:: Referring expression pointing data ::
+ + +
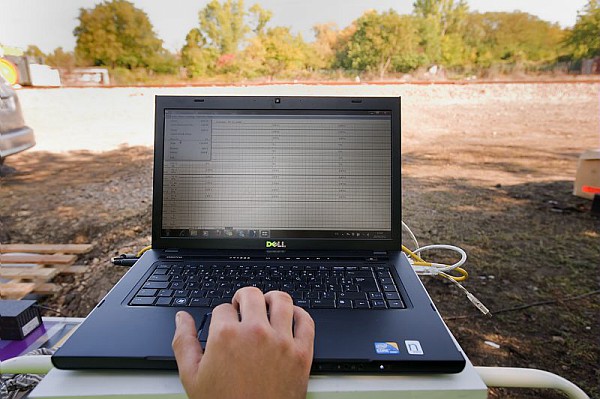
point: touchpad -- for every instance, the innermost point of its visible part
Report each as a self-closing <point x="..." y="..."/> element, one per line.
<point x="203" y="330"/>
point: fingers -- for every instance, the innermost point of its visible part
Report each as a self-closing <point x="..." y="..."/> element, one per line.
<point x="222" y="315"/>
<point x="186" y="347"/>
<point x="281" y="310"/>
<point x="250" y="302"/>
<point x="304" y="329"/>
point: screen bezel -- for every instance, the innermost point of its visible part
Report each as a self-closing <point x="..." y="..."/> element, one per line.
<point x="284" y="103"/>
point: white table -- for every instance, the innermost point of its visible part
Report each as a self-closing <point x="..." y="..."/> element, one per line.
<point x="165" y="384"/>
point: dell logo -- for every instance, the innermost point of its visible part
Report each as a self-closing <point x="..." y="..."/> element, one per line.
<point x="276" y="244"/>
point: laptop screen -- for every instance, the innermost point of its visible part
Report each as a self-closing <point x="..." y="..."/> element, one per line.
<point x="277" y="175"/>
<point x="257" y="174"/>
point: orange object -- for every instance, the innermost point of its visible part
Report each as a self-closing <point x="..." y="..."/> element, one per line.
<point x="9" y="71"/>
<point x="587" y="177"/>
<point x="590" y="189"/>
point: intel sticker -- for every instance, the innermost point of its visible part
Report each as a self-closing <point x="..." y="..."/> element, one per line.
<point x="413" y="347"/>
<point x="387" y="348"/>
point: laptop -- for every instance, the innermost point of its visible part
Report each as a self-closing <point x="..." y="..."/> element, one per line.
<point x="298" y="194"/>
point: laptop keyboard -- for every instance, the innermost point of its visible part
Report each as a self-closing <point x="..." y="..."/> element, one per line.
<point x="311" y="286"/>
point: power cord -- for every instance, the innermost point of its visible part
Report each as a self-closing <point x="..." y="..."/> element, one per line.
<point x="129" y="260"/>
<point x="425" y="268"/>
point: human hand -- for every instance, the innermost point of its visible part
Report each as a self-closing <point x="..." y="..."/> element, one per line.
<point x="248" y="355"/>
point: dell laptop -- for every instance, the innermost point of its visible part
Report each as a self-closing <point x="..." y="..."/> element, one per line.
<point x="298" y="194"/>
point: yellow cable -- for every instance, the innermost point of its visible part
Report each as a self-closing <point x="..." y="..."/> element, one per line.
<point x="414" y="256"/>
<point x="141" y="252"/>
<point x="418" y="261"/>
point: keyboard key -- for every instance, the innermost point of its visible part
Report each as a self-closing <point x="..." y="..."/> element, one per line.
<point x="396" y="304"/>
<point x="375" y="295"/>
<point x="163" y="301"/>
<point x="378" y="305"/>
<point x="147" y="292"/>
<point x="344" y="304"/>
<point x="218" y="301"/>
<point x="303" y="303"/>
<point x="298" y="295"/>
<point x="361" y="304"/>
<point x="161" y="271"/>
<point x="322" y="304"/>
<point x="328" y="295"/>
<point x="352" y="295"/>
<point x="159" y="278"/>
<point x="390" y="295"/>
<point x="203" y="302"/>
<point x="142" y="301"/>
<point x="214" y="294"/>
<point x="359" y="273"/>
<point x="179" y="302"/>
<point x="366" y="284"/>
<point x="156" y="285"/>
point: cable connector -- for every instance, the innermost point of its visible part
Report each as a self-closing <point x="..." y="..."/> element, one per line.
<point x="426" y="270"/>
<point x="482" y="308"/>
<point x="124" y="261"/>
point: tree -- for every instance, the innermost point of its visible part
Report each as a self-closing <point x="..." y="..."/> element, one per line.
<point x="61" y="59"/>
<point x="515" y="37"/>
<point x="324" y="47"/>
<point x="441" y="30"/>
<point x="277" y="50"/>
<point x="224" y="25"/>
<point x="216" y="44"/>
<point x="585" y="36"/>
<point x="34" y="51"/>
<point x="196" y="57"/>
<point x="117" y="34"/>
<point x="378" y="40"/>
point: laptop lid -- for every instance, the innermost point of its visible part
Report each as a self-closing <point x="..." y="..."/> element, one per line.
<point x="277" y="173"/>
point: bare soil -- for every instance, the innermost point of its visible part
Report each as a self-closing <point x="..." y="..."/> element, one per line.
<point x="490" y="169"/>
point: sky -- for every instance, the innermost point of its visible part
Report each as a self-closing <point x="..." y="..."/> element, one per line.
<point x="49" y="23"/>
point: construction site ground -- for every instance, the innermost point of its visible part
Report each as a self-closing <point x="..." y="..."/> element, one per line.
<point x="487" y="167"/>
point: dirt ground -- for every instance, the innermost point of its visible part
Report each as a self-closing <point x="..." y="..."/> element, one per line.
<point x="488" y="168"/>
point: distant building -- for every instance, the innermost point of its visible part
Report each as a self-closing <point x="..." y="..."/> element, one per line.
<point x="590" y="66"/>
<point x="85" y="77"/>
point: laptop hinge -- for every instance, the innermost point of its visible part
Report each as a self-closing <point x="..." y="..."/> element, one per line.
<point x="376" y="255"/>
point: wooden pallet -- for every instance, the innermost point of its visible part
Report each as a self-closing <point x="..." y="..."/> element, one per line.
<point x="29" y="268"/>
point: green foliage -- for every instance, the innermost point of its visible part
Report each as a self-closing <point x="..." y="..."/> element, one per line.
<point x="377" y="40"/>
<point x="322" y="52"/>
<point x="61" y="59"/>
<point x="584" y="39"/>
<point x="224" y="25"/>
<point x="117" y="34"/>
<point x="34" y="51"/>
<point x="515" y="37"/>
<point x="276" y="51"/>
<point x="442" y="24"/>
<point x="198" y="59"/>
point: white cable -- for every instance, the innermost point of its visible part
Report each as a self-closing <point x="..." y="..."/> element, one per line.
<point x="411" y="234"/>
<point x="440" y="266"/>
<point x="39" y="364"/>
<point x="511" y="377"/>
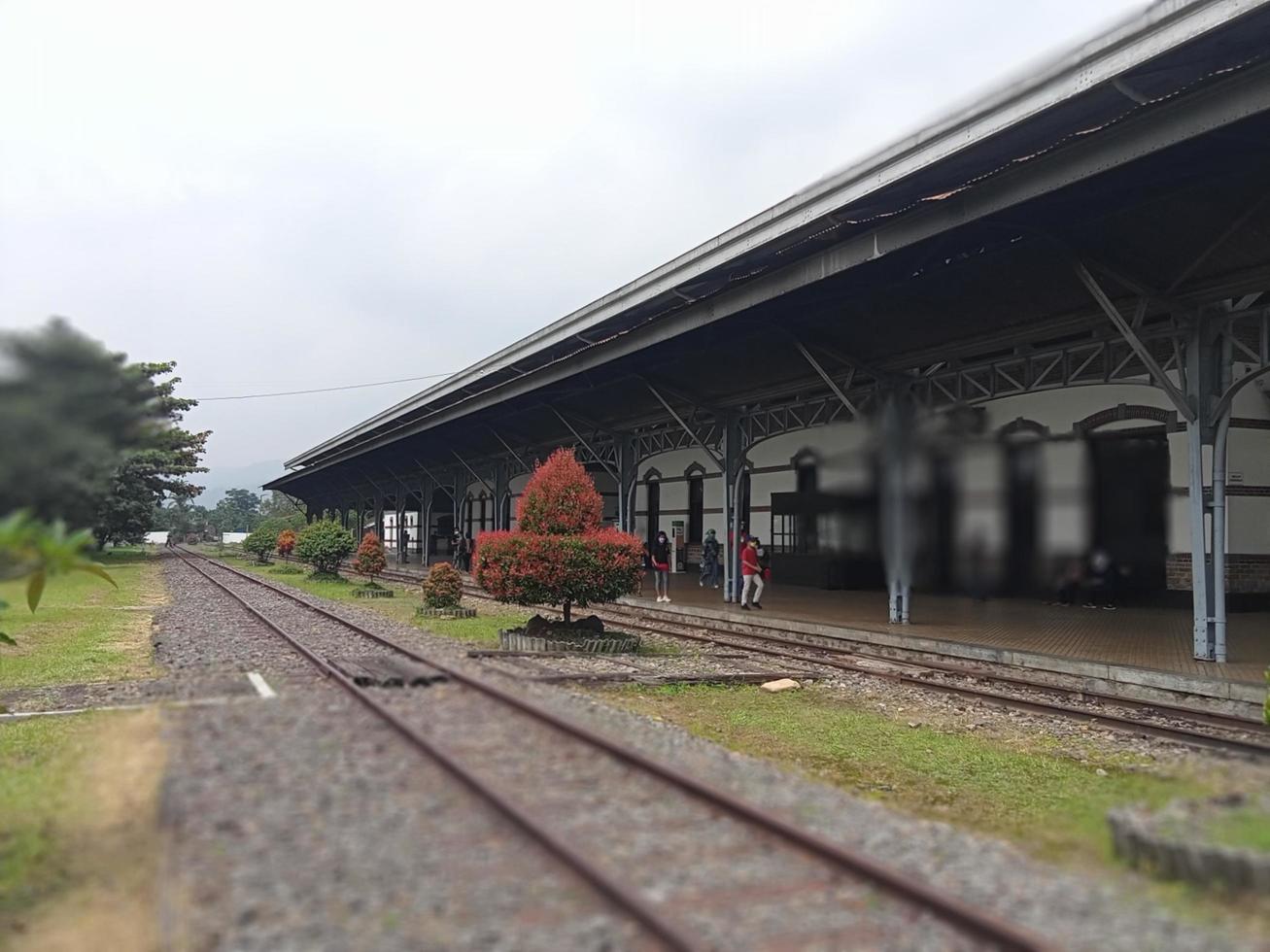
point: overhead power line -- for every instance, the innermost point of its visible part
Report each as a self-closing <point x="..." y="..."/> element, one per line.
<point x="324" y="390"/>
+ + +
Retype exactly the lines of the data above that fall between the line with "point: sky -- for" and the line with "point: distant building", inclusive, and add nothing.

point: sky -- for every instance, the innermost point of its visible part
Report each as a self-closing <point x="..." y="..."/> element, one per line.
<point x="49" y="23"/>
point: construction site ground -- for every instance, the innermost point of its visible part
Report each as a self-closing <point x="..." y="..."/> element, one per line.
<point x="487" y="167"/>
point: dirt ground -- for every instance, the innermost point of its visible part
Report each as a self-closing <point x="..." y="..."/> element, one per line.
<point x="488" y="168"/>
point: distant building -- for every instance, the innermost point of its visible part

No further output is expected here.